Find each row below that contains the word "yellow" and copy those rows in full.

--- begin Data supplied ---

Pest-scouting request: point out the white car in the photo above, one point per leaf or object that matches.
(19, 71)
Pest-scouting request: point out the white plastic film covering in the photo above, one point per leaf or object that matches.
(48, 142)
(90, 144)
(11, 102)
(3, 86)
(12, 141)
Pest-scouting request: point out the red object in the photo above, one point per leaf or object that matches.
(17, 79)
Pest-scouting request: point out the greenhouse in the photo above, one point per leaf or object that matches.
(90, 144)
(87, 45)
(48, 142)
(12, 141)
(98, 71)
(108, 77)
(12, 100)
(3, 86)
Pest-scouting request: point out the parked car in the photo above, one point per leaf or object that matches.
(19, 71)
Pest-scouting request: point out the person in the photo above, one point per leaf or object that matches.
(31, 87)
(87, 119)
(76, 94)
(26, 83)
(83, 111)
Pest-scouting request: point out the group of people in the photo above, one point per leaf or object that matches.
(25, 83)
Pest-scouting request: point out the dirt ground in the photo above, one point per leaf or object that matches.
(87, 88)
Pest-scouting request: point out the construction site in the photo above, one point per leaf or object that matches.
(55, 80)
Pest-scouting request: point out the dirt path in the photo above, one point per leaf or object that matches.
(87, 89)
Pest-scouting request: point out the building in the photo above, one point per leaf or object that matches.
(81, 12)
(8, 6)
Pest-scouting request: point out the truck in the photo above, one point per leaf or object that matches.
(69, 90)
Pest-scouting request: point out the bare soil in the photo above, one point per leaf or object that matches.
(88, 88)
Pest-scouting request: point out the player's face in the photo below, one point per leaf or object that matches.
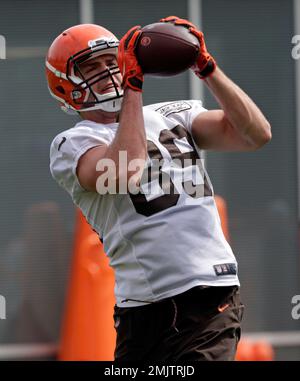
(96, 65)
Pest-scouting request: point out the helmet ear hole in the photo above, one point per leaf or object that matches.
(60, 89)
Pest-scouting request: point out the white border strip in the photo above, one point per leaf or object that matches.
(297, 87)
(86, 11)
(194, 11)
(276, 339)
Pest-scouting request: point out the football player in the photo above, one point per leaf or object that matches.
(177, 286)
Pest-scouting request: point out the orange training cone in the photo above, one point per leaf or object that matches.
(88, 330)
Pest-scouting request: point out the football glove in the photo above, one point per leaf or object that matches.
(205, 63)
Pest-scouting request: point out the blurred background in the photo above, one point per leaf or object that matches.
(251, 41)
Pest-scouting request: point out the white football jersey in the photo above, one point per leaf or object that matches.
(167, 238)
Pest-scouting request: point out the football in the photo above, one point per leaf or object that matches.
(165, 49)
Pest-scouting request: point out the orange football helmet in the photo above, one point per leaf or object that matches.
(66, 82)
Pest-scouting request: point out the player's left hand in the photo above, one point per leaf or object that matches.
(205, 63)
(127, 61)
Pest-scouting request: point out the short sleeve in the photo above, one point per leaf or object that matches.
(65, 151)
(183, 112)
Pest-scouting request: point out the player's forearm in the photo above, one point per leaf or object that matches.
(239, 109)
(131, 136)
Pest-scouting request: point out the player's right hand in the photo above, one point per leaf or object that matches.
(130, 69)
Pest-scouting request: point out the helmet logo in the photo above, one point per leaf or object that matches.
(145, 41)
(76, 94)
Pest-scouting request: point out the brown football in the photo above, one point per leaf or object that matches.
(165, 49)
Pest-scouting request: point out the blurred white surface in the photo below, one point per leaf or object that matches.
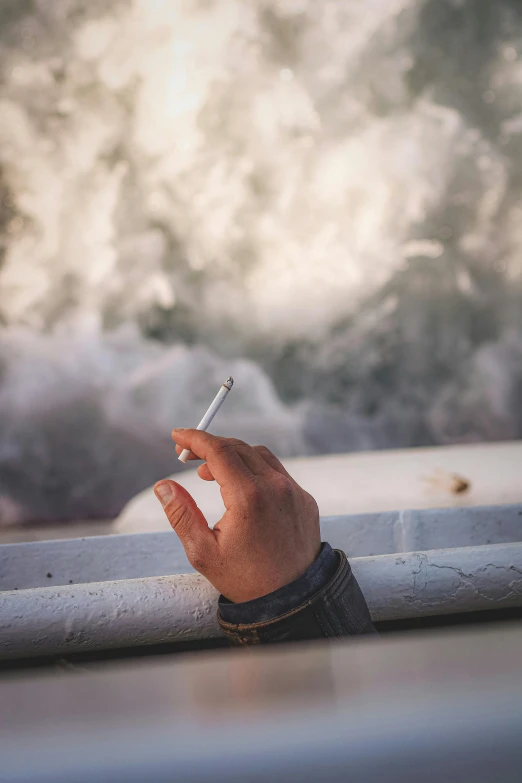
(441, 477)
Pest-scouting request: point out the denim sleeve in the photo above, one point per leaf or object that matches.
(326, 601)
(286, 598)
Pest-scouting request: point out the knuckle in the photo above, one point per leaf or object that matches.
(223, 446)
(284, 487)
(254, 495)
(197, 558)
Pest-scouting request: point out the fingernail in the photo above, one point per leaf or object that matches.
(164, 493)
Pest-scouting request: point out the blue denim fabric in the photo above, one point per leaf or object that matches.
(287, 598)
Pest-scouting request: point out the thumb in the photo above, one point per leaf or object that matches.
(188, 522)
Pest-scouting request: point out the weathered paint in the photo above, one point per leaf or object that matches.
(104, 615)
(107, 558)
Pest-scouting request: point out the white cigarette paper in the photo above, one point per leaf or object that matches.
(216, 404)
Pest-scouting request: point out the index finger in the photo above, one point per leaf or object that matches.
(223, 460)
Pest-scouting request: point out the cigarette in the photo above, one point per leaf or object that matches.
(215, 405)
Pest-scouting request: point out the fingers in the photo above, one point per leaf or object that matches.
(228, 459)
(271, 460)
(204, 472)
(188, 522)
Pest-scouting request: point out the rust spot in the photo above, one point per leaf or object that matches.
(453, 483)
(459, 485)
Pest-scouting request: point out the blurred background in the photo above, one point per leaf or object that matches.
(322, 199)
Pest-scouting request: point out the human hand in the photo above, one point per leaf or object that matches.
(269, 534)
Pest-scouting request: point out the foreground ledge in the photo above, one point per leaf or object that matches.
(170, 609)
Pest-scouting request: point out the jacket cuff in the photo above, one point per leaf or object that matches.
(287, 598)
(336, 610)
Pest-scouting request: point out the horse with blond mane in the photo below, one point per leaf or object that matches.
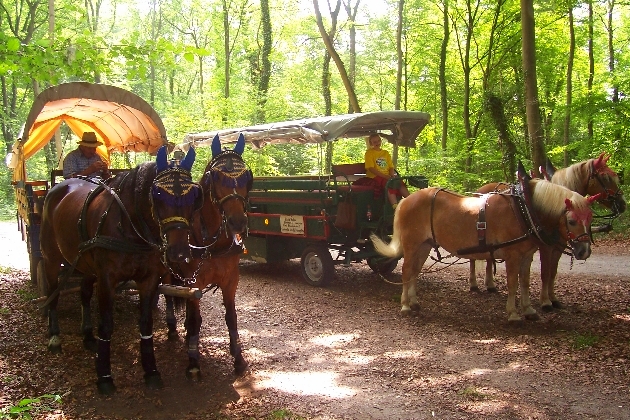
(514, 226)
(590, 177)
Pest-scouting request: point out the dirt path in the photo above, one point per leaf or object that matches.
(345, 352)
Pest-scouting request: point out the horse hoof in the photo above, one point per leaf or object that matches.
(153, 380)
(532, 317)
(240, 368)
(54, 348)
(105, 386)
(193, 374)
(546, 308)
(89, 343)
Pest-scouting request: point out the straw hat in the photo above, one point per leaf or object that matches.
(89, 140)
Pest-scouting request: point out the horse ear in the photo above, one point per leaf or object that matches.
(160, 159)
(521, 172)
(240, 145)
(216, 146)
(549, 169)
(188, 161)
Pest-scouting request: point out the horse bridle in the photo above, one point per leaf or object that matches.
(180, 191)
(607, 193)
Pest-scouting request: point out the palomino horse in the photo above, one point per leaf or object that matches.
(113, 233)
(217, 247)
(433, 217)
(590, 177)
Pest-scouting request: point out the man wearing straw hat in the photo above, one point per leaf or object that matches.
(84, 160)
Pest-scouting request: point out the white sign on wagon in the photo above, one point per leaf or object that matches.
(292, 224)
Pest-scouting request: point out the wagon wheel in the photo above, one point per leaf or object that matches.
(382, 265)
(42, 285)
(318, 268)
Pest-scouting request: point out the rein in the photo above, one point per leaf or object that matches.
(235, 172)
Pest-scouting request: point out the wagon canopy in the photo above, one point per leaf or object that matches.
(123, 121)
(398, 127)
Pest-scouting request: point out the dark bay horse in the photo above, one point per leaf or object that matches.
(114, 232)
(433, 217)
(217, 246)
(590, 177)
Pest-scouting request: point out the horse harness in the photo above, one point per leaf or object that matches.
(520, 196)
(229, 164)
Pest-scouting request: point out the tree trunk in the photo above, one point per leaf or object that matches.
(567, 113)
(335, 56)
(591, 69)
(442, 75)
(531, 89)
(265, 74)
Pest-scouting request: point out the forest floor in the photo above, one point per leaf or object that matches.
(342, 352)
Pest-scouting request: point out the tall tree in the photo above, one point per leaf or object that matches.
(532, 107)
(335, 56)
(567, 113)
(442, 73)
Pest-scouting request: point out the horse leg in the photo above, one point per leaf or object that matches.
(152, 378)
(412, 266)
(524, 279)
(105, 382)
(236, 350)
(490, 286)
(51, 267)
(551, 284)
(193, 327)
(512, 268)
(171, 320)
(472, 278)
(546, 264)
(87, 290)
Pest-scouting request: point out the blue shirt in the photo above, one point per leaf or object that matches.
(75, 162)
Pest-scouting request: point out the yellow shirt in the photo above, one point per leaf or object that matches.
(379, 160)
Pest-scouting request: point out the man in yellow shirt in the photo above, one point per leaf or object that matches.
(379, 167)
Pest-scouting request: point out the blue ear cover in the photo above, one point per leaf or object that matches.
(216, 146)
(240, 145)
(188, 161)
(160, 160)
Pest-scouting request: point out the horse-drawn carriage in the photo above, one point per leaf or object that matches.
(122, 121)
(324, 219)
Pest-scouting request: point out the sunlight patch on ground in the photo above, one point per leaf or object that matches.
(488, 341)
(404, 354)
(477, 372)
(334, 340)
(517, 348)
(623, 317)
(305, 383)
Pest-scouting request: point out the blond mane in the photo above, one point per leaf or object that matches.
(549, 199)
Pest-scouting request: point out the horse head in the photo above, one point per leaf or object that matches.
(228, 180)
(605, 182)
(174, 199)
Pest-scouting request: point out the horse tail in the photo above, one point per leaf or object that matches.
(393, 249)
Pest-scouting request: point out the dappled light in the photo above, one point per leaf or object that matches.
(305, 383)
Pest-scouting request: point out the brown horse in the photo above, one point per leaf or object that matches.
(215, 236)
(433, 217)
(590, 177)
(114, 232)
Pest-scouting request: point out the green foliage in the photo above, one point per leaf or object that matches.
(28, 407)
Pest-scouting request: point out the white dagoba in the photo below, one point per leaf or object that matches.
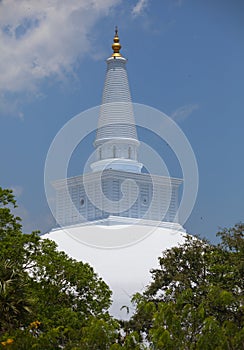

--- end Data supplied ---

◆ **Result for this exercise**:
Pest-scouting request: point out the yellow shirt in the photo above, one point per leaf or object that matches.
Pest-scouting request: point out the man in yellow shirt in the photo above, one point per leaf or object that matches.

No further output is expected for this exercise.